What is needed —
Copy each line below exactly and leave the pictures out.

Stored dataset items
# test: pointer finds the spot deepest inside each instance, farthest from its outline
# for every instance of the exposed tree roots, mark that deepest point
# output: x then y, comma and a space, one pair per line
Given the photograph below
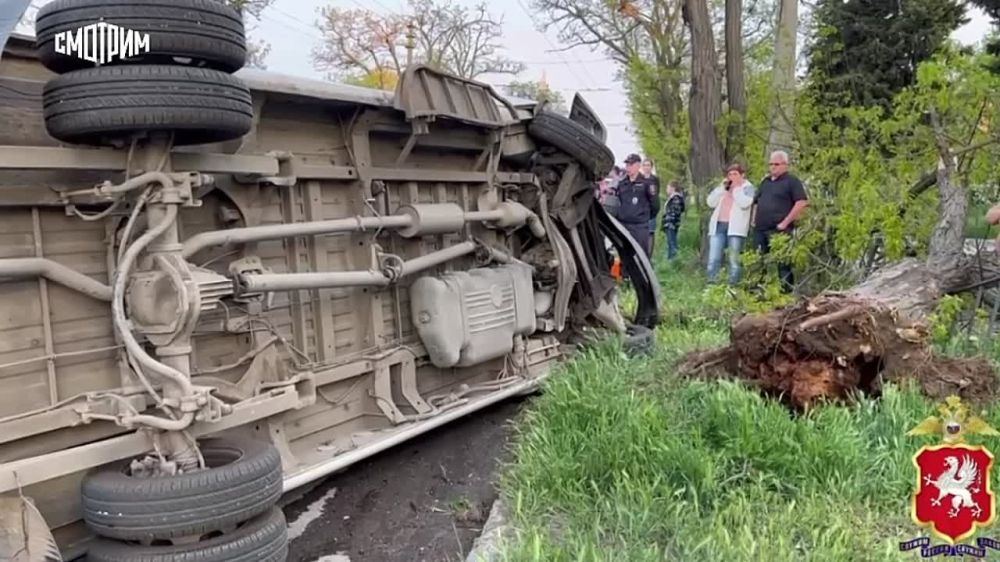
835, 345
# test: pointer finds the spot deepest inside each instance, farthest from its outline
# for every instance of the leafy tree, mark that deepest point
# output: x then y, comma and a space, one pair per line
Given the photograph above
538, 91
867, 51
445, 35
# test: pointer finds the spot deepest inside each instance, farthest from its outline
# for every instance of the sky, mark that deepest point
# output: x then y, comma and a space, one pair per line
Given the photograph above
289, 26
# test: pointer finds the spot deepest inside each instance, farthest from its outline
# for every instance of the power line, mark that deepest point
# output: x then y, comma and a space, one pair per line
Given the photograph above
549, 41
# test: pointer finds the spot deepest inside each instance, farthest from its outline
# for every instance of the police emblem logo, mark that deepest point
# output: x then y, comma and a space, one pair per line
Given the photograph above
953, 497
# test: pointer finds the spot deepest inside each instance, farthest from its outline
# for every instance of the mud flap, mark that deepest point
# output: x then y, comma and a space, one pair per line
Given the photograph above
637, 267
24, 535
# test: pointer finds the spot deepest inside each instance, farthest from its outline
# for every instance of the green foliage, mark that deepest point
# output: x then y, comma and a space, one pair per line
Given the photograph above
619, 459
664, 141
859, 165
864, 52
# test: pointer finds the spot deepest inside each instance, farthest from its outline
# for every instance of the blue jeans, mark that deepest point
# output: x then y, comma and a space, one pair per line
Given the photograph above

Task result —
# test: pointer finds the spot deepest inside each instance, farthest from its outline
# for every instance of the exposed tree roots, mark that deepest point
# output: x then y, comma and a space, one pair per line
Given the photograph below
835, 345
# test: pointer finds the spot deepest inside each instance, farthest from its outline
# for every instance of the leafy tree, mark that deepest point
# output: x then y, comma and a space, one pair per line
Given the photograph above
538, 91
867, 51
445, 35
# test: pointer finds the spot deepest inside each instance, farthest from its outline
# for every instance of the sky, mark that deepest point
# output: x then y, comma and a space, one pair per line
Given the photograph above
289, 26
# test: pointer finds the spot deepest inside each instance, farthest from its outline
# for every instance of the power line, mark that deepest point
# output: x then y, comma and a space, one pair per line
Given the photograph above
549, 41
# test: pointer finds the spot deepest inside each instance, farthest from its outline
# for every instance of the police emblem logo, mark that deepest point
# output: x then y, comma and a space, one pair per line
Given the photograph above
953, 497
# test: pointer finds the spot deepest inside each instance, farthest from its outline
# for every instance of the mud flap, mark that deepest point
# output: x then y, comma and a space, one pair per line
Given the photograph above
637, 267
24, 535
# test: pointer finds the spot deepest inside each instance, farthest from its outline
# for every instance of the green foliage, mark that deepest point
# output: x then y, comma and a space, one pair per line
Given the photograph above
619, 459
664, 141
859, 165
864, 52
# test: pointer finds the spot deepest inside each instance, farthest from its outline
# for every instance of the blue jeans, mark that deepest point
# output: x then y, comma and a space, one pair per line
Given the photograph above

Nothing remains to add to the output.